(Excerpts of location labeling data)
______________________________
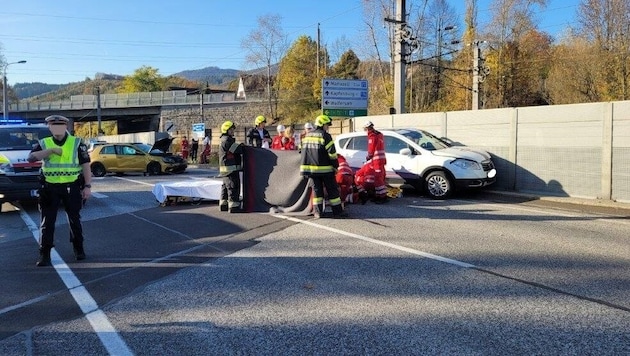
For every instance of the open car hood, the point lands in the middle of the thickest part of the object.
(163, 145)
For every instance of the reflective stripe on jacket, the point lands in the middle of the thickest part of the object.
(64, 168)
(376, 148)
(229, 155)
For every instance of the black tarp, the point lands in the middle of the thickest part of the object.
(272, 182)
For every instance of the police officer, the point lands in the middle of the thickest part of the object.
(319, 162)
(230, 164)
(65, 178)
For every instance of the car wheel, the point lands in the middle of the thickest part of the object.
(154, 169)
(98, 170)
(438, 185)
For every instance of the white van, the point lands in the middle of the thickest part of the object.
(19, 179)
(420, 159)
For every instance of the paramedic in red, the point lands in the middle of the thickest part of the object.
(345, 180)
(277, 143)
(376, 159)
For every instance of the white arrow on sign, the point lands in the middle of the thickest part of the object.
(345, 103)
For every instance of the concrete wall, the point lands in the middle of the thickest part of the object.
(580, 150)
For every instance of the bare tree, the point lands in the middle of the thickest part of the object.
(266, 45)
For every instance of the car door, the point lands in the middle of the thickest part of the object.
(108, 157)
(400, 166)
(130, 159)
(355, 151)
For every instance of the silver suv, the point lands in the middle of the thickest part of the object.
(19, 179)
(422, 160)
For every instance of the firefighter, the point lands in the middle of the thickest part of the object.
(65, 178)
(277, 143)
(376, 160)
(319, 162)
(258, 136)
(345, 180)
(230, 165)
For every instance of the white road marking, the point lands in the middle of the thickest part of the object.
(135, 181)
(105, 331)
(378, 242)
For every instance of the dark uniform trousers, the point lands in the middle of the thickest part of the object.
(231, 188)
(50, 197)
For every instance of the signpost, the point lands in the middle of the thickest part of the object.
(344, 97)
(169, 126)
(199, 130)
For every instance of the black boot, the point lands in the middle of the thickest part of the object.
(44, 257)
(79, 254)
(318, 211)
(338, 212)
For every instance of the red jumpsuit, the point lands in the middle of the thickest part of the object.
(185, 148)
(376, 162)
(276, 143)
(345, 180)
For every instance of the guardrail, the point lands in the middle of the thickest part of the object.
(162, 98)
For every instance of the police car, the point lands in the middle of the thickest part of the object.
(19, 179)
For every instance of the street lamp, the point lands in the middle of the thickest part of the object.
(5, 100)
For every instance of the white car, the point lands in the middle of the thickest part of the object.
(422, 160)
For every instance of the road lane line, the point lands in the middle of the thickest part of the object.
(135, 181)
(109, 336)
(379, 242)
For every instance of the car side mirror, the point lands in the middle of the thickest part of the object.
(405, 152)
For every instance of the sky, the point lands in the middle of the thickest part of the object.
(67, 41)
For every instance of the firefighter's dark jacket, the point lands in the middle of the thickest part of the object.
(230, 155)
(318, 153)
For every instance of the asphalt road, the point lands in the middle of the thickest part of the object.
(478, 274)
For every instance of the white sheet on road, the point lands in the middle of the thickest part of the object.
(205, 189)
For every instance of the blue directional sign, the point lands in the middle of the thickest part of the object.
(345, 96)
(199, 130)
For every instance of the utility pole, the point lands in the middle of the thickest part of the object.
(400, 50)
(5, 98)
(318, 59)
(99, 130)
(476, 70)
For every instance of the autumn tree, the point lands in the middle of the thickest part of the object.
(347, 66)
(605, 23)
(573, 76)
(298, 82)
(265, 47)
(512, 20)
(144, 79)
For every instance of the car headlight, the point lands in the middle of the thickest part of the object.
(466, 164)
(5, 168)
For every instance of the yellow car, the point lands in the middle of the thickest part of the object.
(123, 158)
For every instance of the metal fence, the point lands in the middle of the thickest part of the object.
(578, 150)
(160, 98)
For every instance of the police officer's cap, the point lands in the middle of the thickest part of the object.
(54, 119)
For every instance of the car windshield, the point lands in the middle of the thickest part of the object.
(144, 147)
(424, 139)
(21, 138)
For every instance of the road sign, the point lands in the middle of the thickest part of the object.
(199, 130)
(169, 126)
(344, 97)
(345, 112)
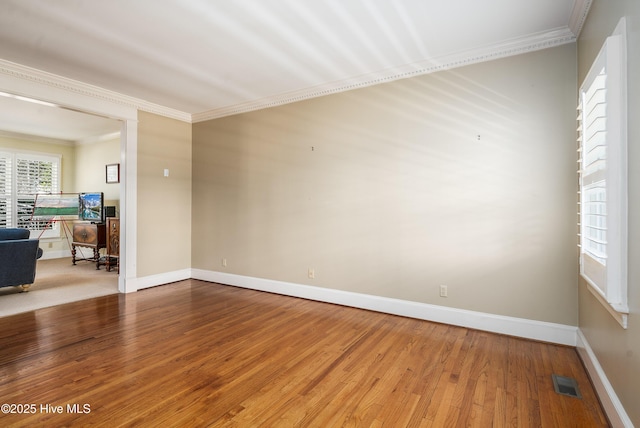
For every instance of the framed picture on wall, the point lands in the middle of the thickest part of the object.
(113, 173)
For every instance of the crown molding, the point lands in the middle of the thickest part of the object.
(515, 47)
(52, 80)
(579, 15)
(34, 138)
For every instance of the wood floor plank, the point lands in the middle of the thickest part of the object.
(202, 354)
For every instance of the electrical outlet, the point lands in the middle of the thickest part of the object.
(443, 291)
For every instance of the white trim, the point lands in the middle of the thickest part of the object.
(161, 279)
(619, 313)
(579, 15)
(531, 43)
(610, 402)
(527, 44)
(49, 79)
(18, 81)
(529, 329)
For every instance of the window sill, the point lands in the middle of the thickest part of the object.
(620, 314)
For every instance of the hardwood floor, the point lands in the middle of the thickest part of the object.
(201, 354)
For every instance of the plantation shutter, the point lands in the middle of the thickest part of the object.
(5, 189)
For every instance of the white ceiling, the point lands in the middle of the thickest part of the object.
(200, 59)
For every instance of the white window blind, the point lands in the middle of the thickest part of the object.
(603, 176)
(22, 177)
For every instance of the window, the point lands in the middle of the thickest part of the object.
(22, 177)
(603, 176)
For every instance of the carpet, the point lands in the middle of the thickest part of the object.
(57, 282)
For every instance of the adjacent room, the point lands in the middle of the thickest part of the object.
(359, 213)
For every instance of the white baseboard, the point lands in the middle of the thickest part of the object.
(161, 279)
(612, 406)
(530, 329)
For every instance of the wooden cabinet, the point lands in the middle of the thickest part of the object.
(113, 243)
(91, 236)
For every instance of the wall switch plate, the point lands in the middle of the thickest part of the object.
(443, 291)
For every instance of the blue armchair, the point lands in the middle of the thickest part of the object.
(18, 256)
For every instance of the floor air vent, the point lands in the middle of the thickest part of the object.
(566, 386)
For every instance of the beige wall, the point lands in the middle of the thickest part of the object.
(463, 178)
(618, 350)
(50, 246)
(164, 203)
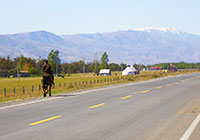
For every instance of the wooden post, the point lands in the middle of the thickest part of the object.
(14, 91)
(39, 87)
(4, 91)
(23, 90)
(32, 88)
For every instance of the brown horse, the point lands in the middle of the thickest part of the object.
(47, 85)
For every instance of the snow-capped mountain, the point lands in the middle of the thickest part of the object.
(144, 45)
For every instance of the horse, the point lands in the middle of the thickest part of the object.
(47, 85)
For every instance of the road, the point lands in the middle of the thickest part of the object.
(161, 109)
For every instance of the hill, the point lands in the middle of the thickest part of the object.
(146, 45)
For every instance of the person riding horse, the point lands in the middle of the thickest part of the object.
(48, 78)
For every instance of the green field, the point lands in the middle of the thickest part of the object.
(32, 86)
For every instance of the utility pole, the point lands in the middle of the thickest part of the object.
(83, 65)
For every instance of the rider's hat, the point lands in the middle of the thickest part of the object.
(46, 61)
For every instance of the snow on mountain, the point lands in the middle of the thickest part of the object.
(145, 45)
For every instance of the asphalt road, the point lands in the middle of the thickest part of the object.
(161, 109)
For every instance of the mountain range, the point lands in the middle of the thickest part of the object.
(145, 45)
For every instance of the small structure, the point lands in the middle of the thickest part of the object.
(23, 74)
(130, 71)
(104, 72)
(4, 74)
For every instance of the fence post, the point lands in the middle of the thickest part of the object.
(32, 88)
(23, 90)
(39, 87)
(4, 91)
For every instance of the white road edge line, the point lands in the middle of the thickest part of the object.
(28, 103)
(192, 127)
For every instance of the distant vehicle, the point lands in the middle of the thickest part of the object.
(105, 72)
(59, 75)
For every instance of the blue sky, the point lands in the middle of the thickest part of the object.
(90, 16)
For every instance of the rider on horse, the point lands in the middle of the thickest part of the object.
(47, 73)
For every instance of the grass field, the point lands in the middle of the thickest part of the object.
(11, 89)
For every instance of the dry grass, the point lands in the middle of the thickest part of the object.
(71, 83)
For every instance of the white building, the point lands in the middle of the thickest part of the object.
(130, 71)
(104, 72)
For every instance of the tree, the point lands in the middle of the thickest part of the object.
(54, 60)
(96, 64)
(114, 67)
(104, 61)
(123, 66)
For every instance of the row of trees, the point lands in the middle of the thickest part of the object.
(179, 65)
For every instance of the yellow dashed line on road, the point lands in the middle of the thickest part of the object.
(146, 91)
(159, 87)
(98, 105)
(45, 120)
(126, 97)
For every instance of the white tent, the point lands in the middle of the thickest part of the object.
(128, 71)
(105, 72)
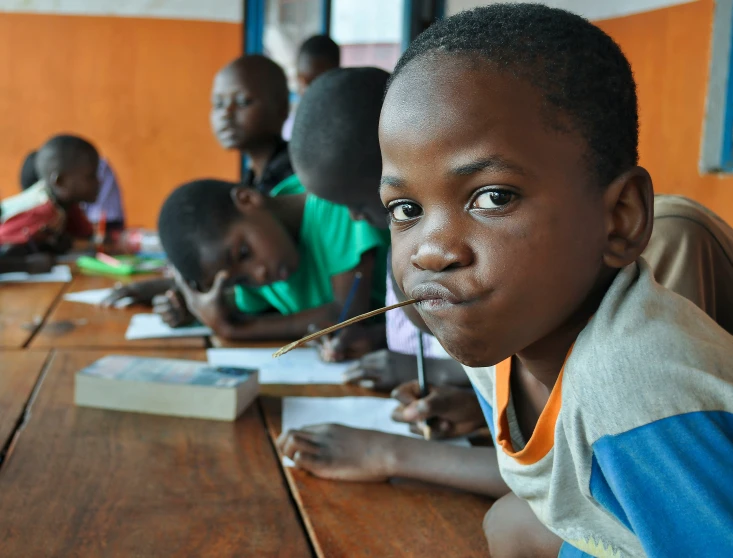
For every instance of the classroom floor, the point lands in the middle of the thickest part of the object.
(86, 482)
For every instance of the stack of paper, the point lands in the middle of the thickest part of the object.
(152, 326)
(59, 274)
(301, 366)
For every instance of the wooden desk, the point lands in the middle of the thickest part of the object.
(84, 482)
(19, 372)
(76, 325)
(23, 307)
(381, 519)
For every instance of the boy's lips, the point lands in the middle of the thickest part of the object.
(434, 295)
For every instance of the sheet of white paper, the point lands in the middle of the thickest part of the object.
(152, 326)
(370, 413)
(59, 274)
(301, 366)
(96, 296)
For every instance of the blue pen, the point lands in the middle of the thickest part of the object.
(350, 297)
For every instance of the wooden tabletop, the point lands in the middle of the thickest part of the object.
(77, 325)
(23, 307)
(85, 482)
(380, 519)
(19, 374)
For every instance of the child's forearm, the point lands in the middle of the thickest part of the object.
(473, 469)
(276, 326)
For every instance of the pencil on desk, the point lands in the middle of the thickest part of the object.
(421, 381)
(101, 234)
(350, 297)
(355, 319)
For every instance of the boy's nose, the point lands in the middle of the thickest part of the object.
(442, 249)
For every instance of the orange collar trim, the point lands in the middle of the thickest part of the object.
(543, 437)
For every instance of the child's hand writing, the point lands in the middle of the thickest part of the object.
(454, 411)
(337, 452)
(347, 344)
(172, 309)
(208, 307)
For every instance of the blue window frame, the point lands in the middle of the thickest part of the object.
(717, 144)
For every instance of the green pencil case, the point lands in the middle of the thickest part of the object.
(128, 265)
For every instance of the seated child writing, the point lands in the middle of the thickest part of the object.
(249, 103)
(692, 253)
(47, 216)
(335, 150)
(597, 382)
(286, 262)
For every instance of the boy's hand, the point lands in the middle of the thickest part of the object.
(172, 309)
(347, 344)
(38, 263)
(382, 370)
(337, 452)
(454, 411)
(207, 307)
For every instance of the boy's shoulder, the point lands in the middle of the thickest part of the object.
(646, 355)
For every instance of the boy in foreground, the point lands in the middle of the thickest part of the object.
(519, 215)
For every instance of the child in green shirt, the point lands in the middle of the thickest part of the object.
(290, 259)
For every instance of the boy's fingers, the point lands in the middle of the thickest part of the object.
(219, 281)
(406, 393)
(307, 461)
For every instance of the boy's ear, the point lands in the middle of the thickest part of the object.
(629, 202)
(56, 179)
(247, 198)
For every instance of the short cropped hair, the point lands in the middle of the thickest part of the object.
(336, 126)
(197, 213)
(580, 71)
(322, 47)
(63, 152)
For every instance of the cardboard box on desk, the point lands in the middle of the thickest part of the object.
(166, 387)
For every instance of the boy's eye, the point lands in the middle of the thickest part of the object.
(242, 101)
(404, 211)
(492, 199)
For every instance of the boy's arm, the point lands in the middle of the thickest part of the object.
(384, 370)
(337, 452)
(668, 483)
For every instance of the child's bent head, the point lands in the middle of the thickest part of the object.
(335, 145)
(316, 56)
(69, 164)
(208, 226)
(509, 145)
(249, 103)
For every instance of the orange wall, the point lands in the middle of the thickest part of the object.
(669, 50)
(138, 88)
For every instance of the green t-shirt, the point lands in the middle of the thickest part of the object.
(288, 187)
(330, 243)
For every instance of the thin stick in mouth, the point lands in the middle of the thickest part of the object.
(317, 334)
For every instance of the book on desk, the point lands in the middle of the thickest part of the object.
(166, 387)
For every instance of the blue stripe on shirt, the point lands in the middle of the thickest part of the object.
(669, 481)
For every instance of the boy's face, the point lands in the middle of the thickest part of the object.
(256, 251)
(78, 183)
(241, 115)
(495, 216)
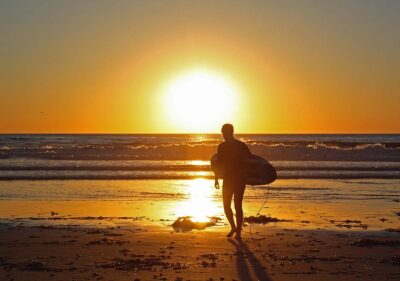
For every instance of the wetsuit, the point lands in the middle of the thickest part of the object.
(232, 155)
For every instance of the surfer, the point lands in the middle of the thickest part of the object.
(232, 154)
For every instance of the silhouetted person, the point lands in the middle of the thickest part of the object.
(231, 155)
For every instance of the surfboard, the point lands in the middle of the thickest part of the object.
(258, 170)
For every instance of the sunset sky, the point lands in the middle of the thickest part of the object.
(125, 66)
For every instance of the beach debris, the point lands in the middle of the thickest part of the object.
(349, 224)
(368, 242)
(107, 241)
(184, 224)
(392, 230)
(208, 260)
(262, 219)
(134, 264)
(395, 260)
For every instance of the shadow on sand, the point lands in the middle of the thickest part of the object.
(247, 263)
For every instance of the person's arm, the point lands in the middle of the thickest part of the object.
(247, 151)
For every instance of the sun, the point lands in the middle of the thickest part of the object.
(199, 101)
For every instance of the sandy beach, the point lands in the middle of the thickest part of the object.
(137, 253)
(311, 230)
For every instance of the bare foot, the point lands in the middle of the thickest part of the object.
(233, 230)
(238, 235)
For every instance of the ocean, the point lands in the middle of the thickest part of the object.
(143, 156)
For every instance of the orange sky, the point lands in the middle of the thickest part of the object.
(297, 66)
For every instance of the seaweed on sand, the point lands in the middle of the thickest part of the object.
(187, 224)
(263, 219)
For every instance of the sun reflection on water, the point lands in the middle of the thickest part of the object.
(200, 205)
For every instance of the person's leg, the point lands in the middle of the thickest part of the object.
(238, 200)
(227, 194)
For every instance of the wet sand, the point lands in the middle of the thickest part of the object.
(122, 230)
(150, 253)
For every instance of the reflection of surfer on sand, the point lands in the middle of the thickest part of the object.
(232, 154)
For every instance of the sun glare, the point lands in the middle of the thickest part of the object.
(200, 101)
(200, 205)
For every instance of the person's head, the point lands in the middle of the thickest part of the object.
(227, 131)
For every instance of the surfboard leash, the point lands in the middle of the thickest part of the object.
(258, 213)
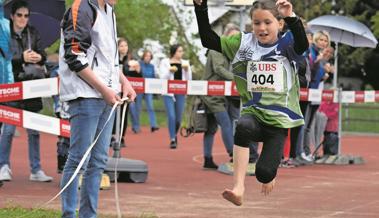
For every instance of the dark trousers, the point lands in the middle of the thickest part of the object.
(294, 133)
(248, 130)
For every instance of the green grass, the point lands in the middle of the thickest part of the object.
(27, 213)
(362, 118)
(19, 212)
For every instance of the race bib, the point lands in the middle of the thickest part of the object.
(265, 76)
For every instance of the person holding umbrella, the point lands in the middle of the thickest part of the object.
(26, 49)
(90, 81)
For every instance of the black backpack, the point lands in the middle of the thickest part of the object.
(197, 121)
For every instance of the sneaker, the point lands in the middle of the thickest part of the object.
(307, 157)
(173, 144)
(40, 176)
(153, 129)
(5, 173)
(209, 164)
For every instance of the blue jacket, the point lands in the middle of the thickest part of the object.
______________________________
(Instructions for the task) From the line containing "For every instance of the race" through the final line of the listing above, retype every line exactly; leave out everything else.

(Solution for this task)
For every instance of the race bib, the point lands in the middle of the thickest part of the object.
(265, 76)
For every instance of the person holding umbrella, the point lands in the middle of the thickest part of the object.
(26, 49)
(90, 81)
For every instance of the black backpack, the point lands in the middle of the thickest part of the object.
(197, 121)
For every instance of the sneaker, the point lands in the middle of the thickest part of the object.
(307, 157)
(173, 144)
(40, 176)
(153, 129)
(5, 173)
(209, 164)
For every instance of the blue jacket, the point lands in the middle of the thickest part of the object.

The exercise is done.